Une virée à la Croix-des-Bossales

Makèt pèp la

 

 

Le marché de la Croix-des-Bossales est l’un des plus grands marchés publics d’Haïti. Couramment appelée « makèt pèp la », elle s’étend sur une superficie de 700 000 mètres carrés à l’Ouest de Port-au-Prince, entre la rue des Remparts et la rue des Césars. Ce lieu commercial a une portée historique. Son origine remonte au temps de la colonie de Saint-Domingue, soit en 1503, où des esclaves venus d’Afrique surnommés « bossale » ou « brutes » y étaient exposés pour être vendus. D’où l’appellation « marché de la Croix-des-Bossales ».

Aucun respect des gestes barrières

Aujourd’hui, à l’ère du virus Sars Cov 2, ce marché fonctionne comme à l’accoutumée, sans respect des gestes barrières mis en place par les autorités sanitaires pour contrecarrer la Covid-19 dans le pays.

Fruits, légumes, vivres alimentaires etc. sont étalées sur des morceaux de sacs à même le sol ; d’autres, surtout les produits cosmétiques, les fruits de mer et quelques produits alimentaires, sont exhibés sur des tables ou des brouettes au milieu de la boue et des piles d’immondices. Des marchands.es, grossistes et détaillants, assiss ou debout derrière leur étalage, discutant ou disputant entre elles ou avec des clients, ne daignent même pas porter leur cache-nez. Aucune distanciation physique. D’ailleurs marchands.es et marchandises sont empilés comme des sardines. Les acheteurs fréquentant cet endroit éprouvent bien des difficultés pour retrouver leur chemin. Un tableau bien sombre dans la riposte du pays à la pandémie Covid-19.

Doutes sur la pandémie

En dépit des statistiques présentant des cas de contamination et de décès liés à la Covid-19 sur le territoire national, les habitués du marché de la Croix-des-Bossales, ne s’en soucient point. Si pour certaines commerçantes, cette pathologie n’existe pas, pour d’autres, elle ne figure pas sur la liste de leurs intérêts.

Interrogée sur la question, une marchande de produits alimentaires a déclaré : « La Covid-19 ne peut pas exister dans un pays tropical comme Haïti, avec ce si beau soleil que nous avons. Je pense que cette maladie est une stratégie utilisée pour détourner l’attention du peuple sur les maux dont souffre le pays. Je n’ai aucune raison de m’étouffer en portant un masque toute la sainte journée ».

**MATÉRIEL D'ÉTUDE:**
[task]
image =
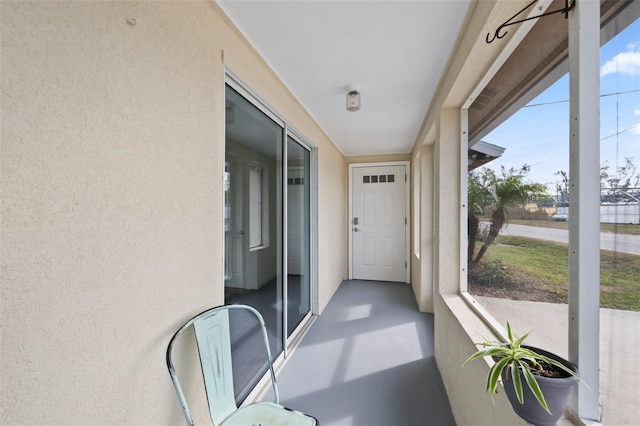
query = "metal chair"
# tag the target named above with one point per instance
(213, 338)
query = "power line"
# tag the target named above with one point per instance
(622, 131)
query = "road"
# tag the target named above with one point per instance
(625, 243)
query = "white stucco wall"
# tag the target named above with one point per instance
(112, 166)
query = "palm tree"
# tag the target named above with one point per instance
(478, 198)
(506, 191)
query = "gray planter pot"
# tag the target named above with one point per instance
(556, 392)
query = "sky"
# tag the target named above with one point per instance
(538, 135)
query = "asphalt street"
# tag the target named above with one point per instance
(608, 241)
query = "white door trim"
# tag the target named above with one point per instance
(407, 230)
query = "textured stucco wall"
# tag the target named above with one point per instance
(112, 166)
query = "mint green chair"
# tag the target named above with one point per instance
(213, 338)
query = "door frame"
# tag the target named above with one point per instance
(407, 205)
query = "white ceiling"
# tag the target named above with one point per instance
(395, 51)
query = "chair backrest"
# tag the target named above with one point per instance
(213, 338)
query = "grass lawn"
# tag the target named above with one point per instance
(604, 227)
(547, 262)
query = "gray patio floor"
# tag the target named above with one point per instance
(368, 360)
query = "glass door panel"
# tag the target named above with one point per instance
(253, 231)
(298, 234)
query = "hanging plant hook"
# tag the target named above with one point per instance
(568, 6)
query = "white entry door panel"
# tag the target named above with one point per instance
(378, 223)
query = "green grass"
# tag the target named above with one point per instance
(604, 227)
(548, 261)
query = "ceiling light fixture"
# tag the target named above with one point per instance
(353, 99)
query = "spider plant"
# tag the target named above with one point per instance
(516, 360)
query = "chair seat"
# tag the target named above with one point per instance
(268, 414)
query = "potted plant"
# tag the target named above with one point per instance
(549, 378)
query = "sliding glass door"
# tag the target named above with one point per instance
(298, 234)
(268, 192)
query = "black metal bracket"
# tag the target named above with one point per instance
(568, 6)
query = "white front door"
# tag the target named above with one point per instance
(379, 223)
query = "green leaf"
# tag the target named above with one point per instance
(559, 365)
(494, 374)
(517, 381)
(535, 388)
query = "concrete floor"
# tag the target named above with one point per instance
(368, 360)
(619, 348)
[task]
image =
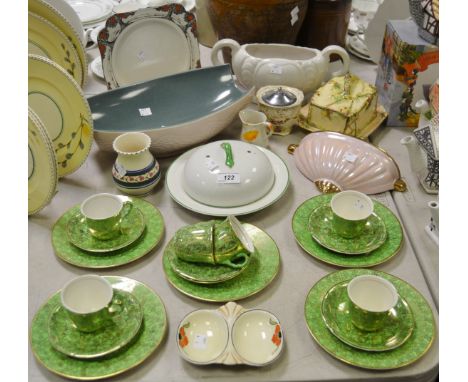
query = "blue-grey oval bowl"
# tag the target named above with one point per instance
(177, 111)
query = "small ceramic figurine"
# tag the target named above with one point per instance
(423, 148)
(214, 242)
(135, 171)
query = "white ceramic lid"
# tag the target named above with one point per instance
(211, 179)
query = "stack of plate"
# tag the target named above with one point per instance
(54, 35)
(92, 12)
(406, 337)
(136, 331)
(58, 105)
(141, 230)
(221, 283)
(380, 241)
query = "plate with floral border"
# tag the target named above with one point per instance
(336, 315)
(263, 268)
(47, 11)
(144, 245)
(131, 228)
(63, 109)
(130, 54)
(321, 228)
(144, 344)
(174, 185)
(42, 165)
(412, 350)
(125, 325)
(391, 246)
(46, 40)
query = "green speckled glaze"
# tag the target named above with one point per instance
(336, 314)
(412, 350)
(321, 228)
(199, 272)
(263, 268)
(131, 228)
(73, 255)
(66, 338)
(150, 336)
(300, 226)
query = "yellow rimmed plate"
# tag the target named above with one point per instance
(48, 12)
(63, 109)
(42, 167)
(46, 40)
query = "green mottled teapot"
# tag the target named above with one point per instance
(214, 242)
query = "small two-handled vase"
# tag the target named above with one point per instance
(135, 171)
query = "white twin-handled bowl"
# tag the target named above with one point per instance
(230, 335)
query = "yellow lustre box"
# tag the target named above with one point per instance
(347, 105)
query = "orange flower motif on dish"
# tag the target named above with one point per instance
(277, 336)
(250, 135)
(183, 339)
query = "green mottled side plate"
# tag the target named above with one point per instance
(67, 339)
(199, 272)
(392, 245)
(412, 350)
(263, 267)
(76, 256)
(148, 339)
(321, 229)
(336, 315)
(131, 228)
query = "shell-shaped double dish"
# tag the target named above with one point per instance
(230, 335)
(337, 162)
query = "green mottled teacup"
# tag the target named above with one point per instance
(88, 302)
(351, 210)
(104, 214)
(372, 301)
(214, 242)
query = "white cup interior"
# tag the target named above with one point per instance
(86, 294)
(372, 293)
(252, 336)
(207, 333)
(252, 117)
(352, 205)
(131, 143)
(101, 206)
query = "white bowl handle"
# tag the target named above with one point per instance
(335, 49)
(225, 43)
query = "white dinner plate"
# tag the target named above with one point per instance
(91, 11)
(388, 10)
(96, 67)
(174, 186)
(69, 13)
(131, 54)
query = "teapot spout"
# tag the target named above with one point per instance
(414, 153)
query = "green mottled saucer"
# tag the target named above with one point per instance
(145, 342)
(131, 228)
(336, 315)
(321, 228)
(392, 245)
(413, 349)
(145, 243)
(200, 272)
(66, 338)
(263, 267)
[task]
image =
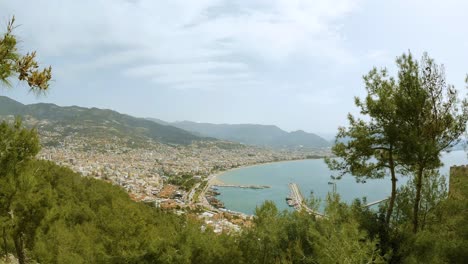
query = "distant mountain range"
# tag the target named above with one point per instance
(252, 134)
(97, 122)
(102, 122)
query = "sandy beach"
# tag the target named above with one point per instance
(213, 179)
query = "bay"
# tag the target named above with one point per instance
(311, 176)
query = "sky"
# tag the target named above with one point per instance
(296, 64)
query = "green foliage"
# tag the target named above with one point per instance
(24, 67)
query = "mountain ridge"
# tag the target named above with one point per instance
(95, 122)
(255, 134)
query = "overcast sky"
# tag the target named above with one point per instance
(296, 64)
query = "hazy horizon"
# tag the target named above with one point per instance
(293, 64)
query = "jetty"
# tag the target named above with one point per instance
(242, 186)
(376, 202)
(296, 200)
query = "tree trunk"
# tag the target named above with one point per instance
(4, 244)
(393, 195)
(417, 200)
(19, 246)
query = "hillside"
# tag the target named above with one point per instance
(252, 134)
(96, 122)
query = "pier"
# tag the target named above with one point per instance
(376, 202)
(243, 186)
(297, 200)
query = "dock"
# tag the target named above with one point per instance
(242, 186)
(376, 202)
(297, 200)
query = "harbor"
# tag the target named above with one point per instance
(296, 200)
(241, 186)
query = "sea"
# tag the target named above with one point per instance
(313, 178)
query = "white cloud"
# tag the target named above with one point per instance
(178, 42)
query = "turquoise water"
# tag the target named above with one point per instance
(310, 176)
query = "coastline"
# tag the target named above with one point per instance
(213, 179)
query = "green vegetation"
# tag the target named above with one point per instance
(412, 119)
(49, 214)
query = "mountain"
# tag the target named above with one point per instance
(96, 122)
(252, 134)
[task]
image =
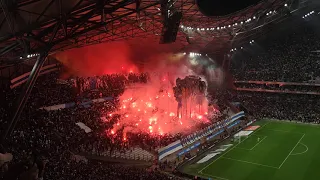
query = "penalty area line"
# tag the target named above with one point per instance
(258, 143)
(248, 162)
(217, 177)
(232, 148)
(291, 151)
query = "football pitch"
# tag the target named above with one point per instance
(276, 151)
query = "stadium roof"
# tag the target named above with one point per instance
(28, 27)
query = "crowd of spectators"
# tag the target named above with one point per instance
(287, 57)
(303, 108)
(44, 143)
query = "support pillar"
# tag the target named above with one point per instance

**MISE EN PRATIQUE:**
[A] Énumérez toutes les marchandises que le texte sur le marché de la Croix-des-Bossales présente comme exposées à la vente.
[B] Résumez en deux phrases le texte sur le marché de la Croix-des-Bossales.
[C] Selon le texte sur le marché de la Croix-des-Bossales, quelle superficie occupe ce marché ?

**RÉPONSES AUX CONSIGNES:**
[A] Fruits, légumes, vivres alimentaires, produits cosmétiques, fruits de mer, produits alimentaires.

[B] Le marché de la Croix-des-Bossales, l'un des plus grands marchés publics d'Haïti, doit son nom aux esclaves venus d'Afrique qui y étaient vendus à l'époque de la colonie de Saint-Domingue. À l'ère de la Covid-19, il fonctionne sans aucun respect des gestes barrières, car beaucoup de commerçantes nient l'existence de la maladie ou ne s'en soucient pas.

[C] Il s'étend sur 700 000 mètres carrés.